Method	Object R@5	Object R@10	Predicate R@3	Predicate R@5	Scene-agnostic
ConceptGraphs	0.37	0.46	0.74	0.79	✗
RelationField	0.69	0.80	0.76	0.82	✗
Open3DSG	0.56	0.61	0.58	0.65	✓
ReLaGS (GNN)	0.68	0.79	0.79	0.87	✓

ReLaGS outperforms RelationField in relation prediction by +0.3 R@3 / +0.5 R@5, without any per-scene training.
4.7× faster and 7.6× more memory-efficient than RelationField (7.5 GB vs. 32 GB GPU memory).

Relation-guided 3D Instance Segmentation (ScanNet++)¶

Method	mIoU	Scene-agnostic
LERF	0.25	✗
OpenNeRF	0.45	✗
LangSplat	0.49	✗
RelationField	0.53	✗
THGS	0.29	✓
ReLaGS	0.56	✓

Open-Vocabulary Segmentation (LERF-OVS)¶

Method	Figurines	Ramen	Teatime	Waldo	Mean	Training-free
LAGA	64.1	55.6	70.9	65.6	64.0	✗
THGS	57.3	43.5	68.3	50.7	54.9	✓
VALA	59.9	51.5	70.2	65.1	61.7	✓
ReLaGS	64.7	51.2	81.0	60.6	64.4	✓

Ablation Study¶

Configuration	Figurines	Ramen	Teatime	Kitchen	Mean
Baseline	52.05	47.19	76.77	47.50	55.88
+MWP	59.16	47.41	80.98	60.59	62.04
+MWP+ROFA (full)	64.69	51.15	80.98	60.60	64.36

Key Findings¶

MWP contributes the most (+6.16 mIoU); removing floater Gaussians is critical for geometry quality and downstream clustering.
ROFA yields significant gains in densely occluded scenes (Figurines +5.53, Ramen +3.74).
\(\tau_{lang}=3\) is the optimal threshold; both lower and higher values degrade performance.

◆ Problem statement ◆
Write the next part of the ReLaGS benchmark page, beginning after the line on the \(\tau_{lang}\) threshold. The rows after this are separate material, unrelated to the ReLaGS benchmark page.

◆ Source data ◆

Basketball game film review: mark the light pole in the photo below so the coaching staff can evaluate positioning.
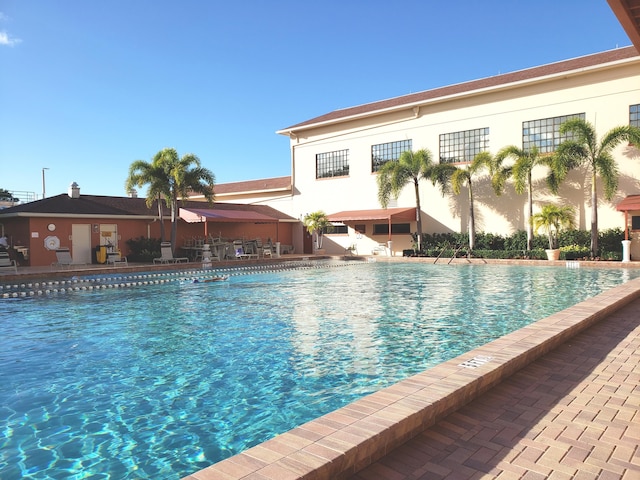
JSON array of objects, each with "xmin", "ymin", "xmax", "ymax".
[{"xmin": 42, "ymin": 167, "xmax": 49, "ymax": 198}]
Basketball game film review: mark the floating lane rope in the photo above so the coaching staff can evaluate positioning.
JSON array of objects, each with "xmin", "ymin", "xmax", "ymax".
[{"xmin": 0, "ymin": 260, "xmax": 363, "ymax": 299}]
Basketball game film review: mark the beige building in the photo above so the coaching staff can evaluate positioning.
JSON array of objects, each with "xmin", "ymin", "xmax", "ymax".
[{"xmin": 258, "ymin": 47, "xmax": 640, "ymax": 258}]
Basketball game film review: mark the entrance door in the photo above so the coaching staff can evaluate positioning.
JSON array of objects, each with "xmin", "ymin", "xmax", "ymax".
[
  {"xmin": 71, "ymin": 223, "xmax": 91, "ymax": 263},
  {"xmin": 302, "ymin": 228, "xmax": 313, "ymax": 253}
]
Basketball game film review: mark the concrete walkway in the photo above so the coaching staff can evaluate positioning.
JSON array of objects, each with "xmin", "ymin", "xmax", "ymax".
[{"xmin": 352, "ymin": 300, "xmax": 640, "ymax": 480}]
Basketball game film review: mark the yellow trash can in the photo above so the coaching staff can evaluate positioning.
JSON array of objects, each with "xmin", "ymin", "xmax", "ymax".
[{"xmin": 96, "ymin": 245, "xmax": 107, "ymax": 263}]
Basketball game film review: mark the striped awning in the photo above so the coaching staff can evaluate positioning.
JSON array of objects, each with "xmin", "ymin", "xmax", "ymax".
[
  {"xmin": 179, "ymin": 208, "xmax": 278, "ymax": 223},
  {"xmin": 327, "ymin": 207, "xmax": 416, "ymax": 223}
]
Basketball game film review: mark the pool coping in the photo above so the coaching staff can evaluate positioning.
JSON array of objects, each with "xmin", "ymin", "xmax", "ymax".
[{"xmin": 183, "ymin": 272, "xmax": 640, "ymax": 480}]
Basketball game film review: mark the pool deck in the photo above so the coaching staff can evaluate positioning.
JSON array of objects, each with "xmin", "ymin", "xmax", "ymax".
[{"xmin": 0, "ymin": 256, "xmax": 640, "ymax": 480}]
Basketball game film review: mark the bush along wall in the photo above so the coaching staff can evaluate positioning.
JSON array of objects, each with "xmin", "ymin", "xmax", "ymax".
[{"xmin": 410, "ymin": 228, "xmax": 624, "ymax": 261}]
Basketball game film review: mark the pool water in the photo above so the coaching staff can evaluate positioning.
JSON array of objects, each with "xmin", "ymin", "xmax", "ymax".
[{"xmin": 0, "ymin": 262, "xmax": 638, "ymax": 480}]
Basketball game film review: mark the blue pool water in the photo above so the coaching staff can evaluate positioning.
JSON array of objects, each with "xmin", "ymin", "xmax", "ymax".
[{"xmin": 0, "ymin": 262, "xmax": 638, "ymax": 480}]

◆ Response ◆
The GNN generalizes well across datasets (3RScan → ScanNet++), indicating a small modality gap between language Gaussians and point cloud features.
The full pipeline completes in approximately 12.6 minutes (scene reconstruction 11 min + language distillation 1.5 min + scene graph 0.1 min), with rendering at 200+ fps.

Highlights & Insights¶

First unified framework: Simultaneously supports multi-level semantic hierarchy and open-vocabulary relation reasoning, addressing "what exists," "how it is composed," and "how entities relate."
Fully training-free: 4.7× faster and 7.6× more memory-efficient than RelationField, enabling truly scalable 3D scene understanding.
Elegant MWP + ROFA combination: Purifies geometry and semantics respectively; simple, effective, and thoroughly validated by ablation.
Dual-path scene graph design: LLM augmentation provides semantically rich edges; GNN prediction provides efficient coverage; the two paths are highly complementary.
Tree-search querying: Automatically adapts to query granularity, unifying object-level and part-level discovery.

Limitations & Future Work¶

ROFA relies on the Z-score threshold \(\tau_{lang}\), which requires per-dataset tuning and may be insufficiently robust in extremely sparse-view settings.
The GNN is pretrained on 27 relation categories from 3RScan; true open-vocabulary generalization (e.g., to rare predicates) remains insufficiently validated.
Gains on ScanNet 3D semantic segmentation are limited, as the evaluation protocol disables MWP by fixing the number of Gaussians.
The LLM augmentation path depends on GPT-4V, incurring cost and limiting reproducibility.
Dynamic scenes and large-scale outdoor scenes are not evaluated.

Language field distillation (training-based): LangSplat, LERF, LangSplatV2 — incorporate vision-language supervision into the rendering loop, but per-scene training is inefficient.
Language field distillation (training-free): Occam's LGS (MAP closed-form solution), Dr.Splat (top-k truncation), VALA (visibility gating), Splat Feature Solver (sparse linear inverse problem), THGS (hierarchical clustering + registration) — serve as the foundational framework for this work.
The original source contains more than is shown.